Jonathan Israel, Radical Enlightenment: Philosophy and the Making of Modernity 1650-1750 Oxford University Press

By Ann Talbot
26 August 2003

I last reviewed Jonathan Israel’s Radical Enlightenment on this site in 2001 just after it came out in hardback. Why return to it now? The book itself would justify another review since it is a large and rich work that delves deeply into early Enlightenment history and repays reading and rereading. There is always something more to find in it. A first impression of such a book will inevitably represent a limited judgement and fail to do it complete justice. It is also now out in paperback.

But it would be more honest to say that having wrestled with it for two years, during which time I have tested Israel’s arguments in a truly combative spirit, I find that I have to return to the book and reconsider some of the points that I made, possibly too hastily, then.

Most history books, even good ones, once they are read and digested, sit quietly on the shelf to be consulted occasionally for some fact or other, until they are displaced by a more recent work. This is not such a book. My second review of it is the fruit of some long, hard arguments—with the historical sources, with myself, with Israel in absentia, and with other people who have felt the pull of this book and its central character, the seventeenth century philosopher Baruch or Benedict Spinoza, whom Israel argues played a far more central role in the development of Enlightenment ideas than is generally accepted.

If you take the Number 31 bus from Leiden the driver will put you off at Spinoza’s house in Rijnsburg, where he lived from 1660 to 1663. I doubt that the same is true of any other seventeenth century philosopher. You could not ask such directions to Thomas Hobbes’ house and certainly not John Locke’s house in Essex, since it has been knocked down. Sir Isaac Newton’s house in Lincolnshire is preserved but it is to be found by only the most zealous enthusiast with a map.

The difference lies partly in the character of Dutch society but also in the character of Spinoza himself, who is capable of exercising a gravitational attraction even over the distance of three centuries.

Yet for all his immense worldwide intellectual presence, Spinoza remains enigmatic. This is partly a function of the historical records and their preservation, but in a more significant sense is not a strictly historical problem at all since it reflects the extent to which, in exploring Spinoza’s thought, we are examining the modern world and conceptions of the most current relevance. It is as though the beneficent god in which Spinoza did not believe had granted him a glimpse of the future which he is conveying to us. To some degree this is a feature of the seventeenth century when many of the natural philosophers seem to have an unsettling capacity to project us forward in time because science was in a state of flux and everything seemed possible to them so that their work has a visionary and utopian character. But with Spinoza we seem to be dealing with a man who was not of his own era.

### Items
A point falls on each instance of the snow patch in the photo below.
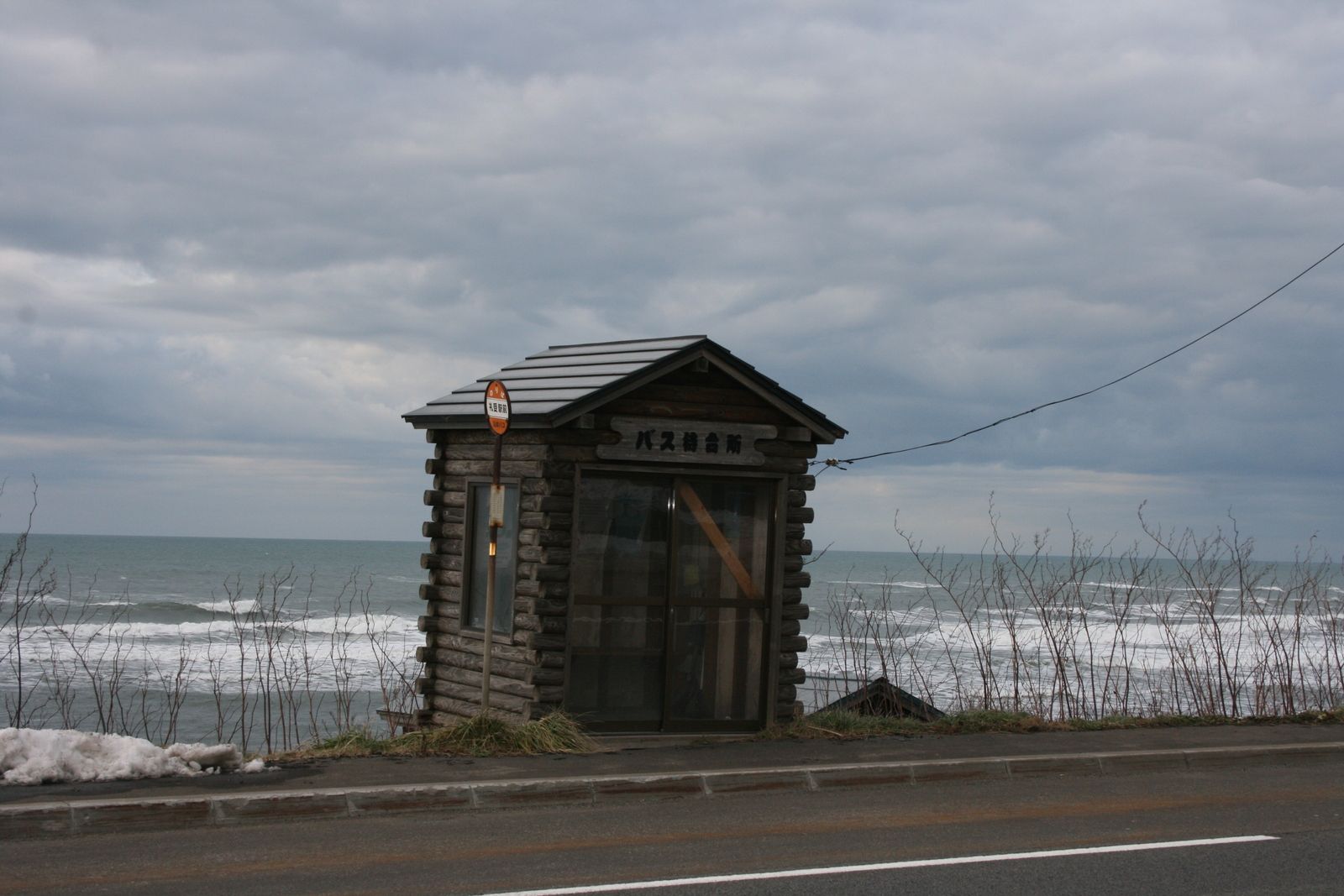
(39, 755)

==

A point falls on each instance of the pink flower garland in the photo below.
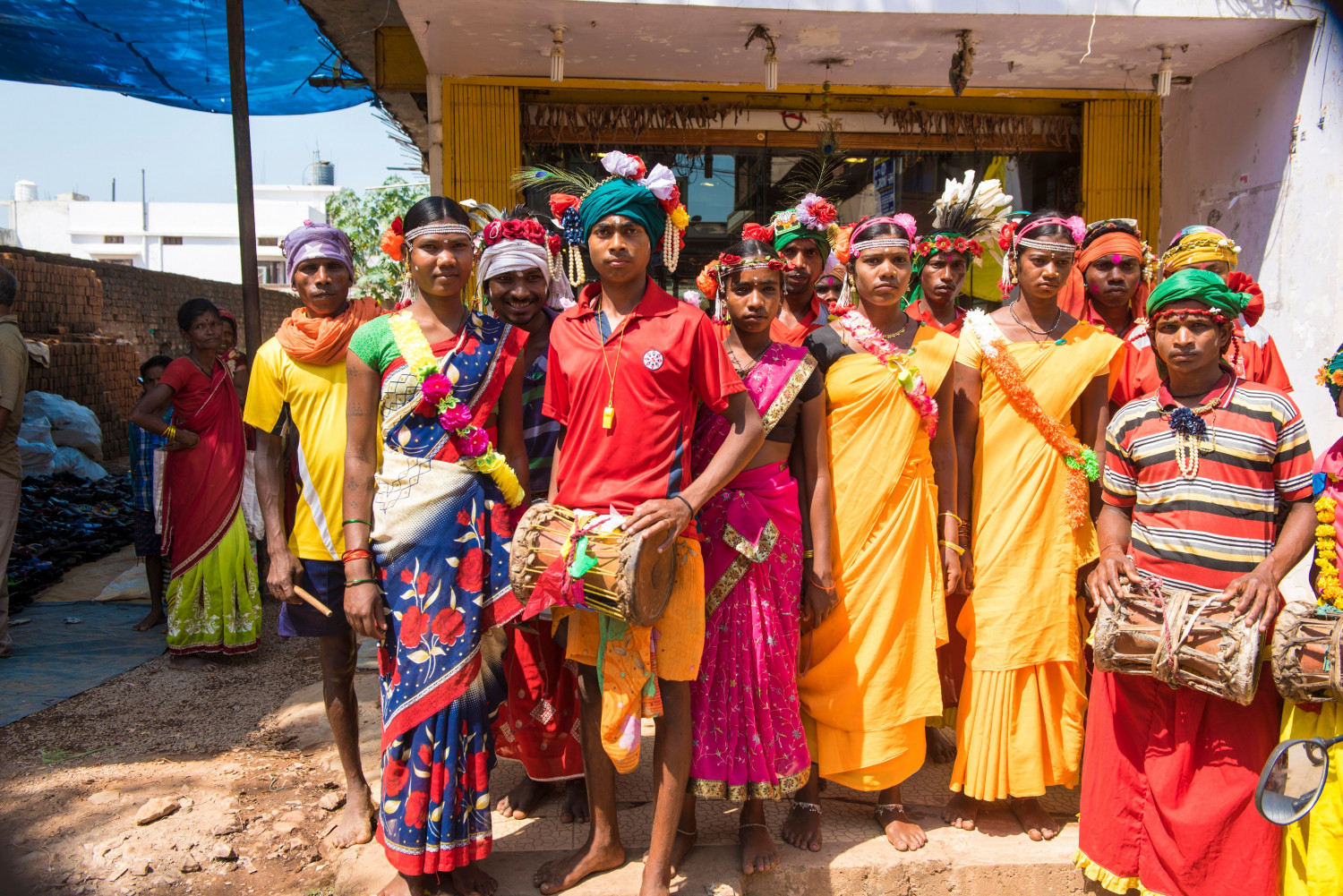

### To be done
Write out everything in the review of Radical Enlightenment from "Jonathan Israel, Radical" down to "out in paperback.", word for word. These records aren't needed for anything here.

### Task solution
Jonathan Israel, Radical Enlightenment: Philosophy and the Making of Modernity 1650-1750 Oxford University Press

By Ann Talbot
26 August 2003

I last reviewed Jonathan Israel’s Radical Enlightenment on this site in 2001 just after it came out in hardback. Why return to it now? The book itself would justify another review since it is a large and rich work that delves deeply into early Enlightenment history and repays reading and rereading. There is always something more to find in it. A first impression of such a book will inevitably represent a limited judgement and fail to do it complete justice. It is also now out in paperback.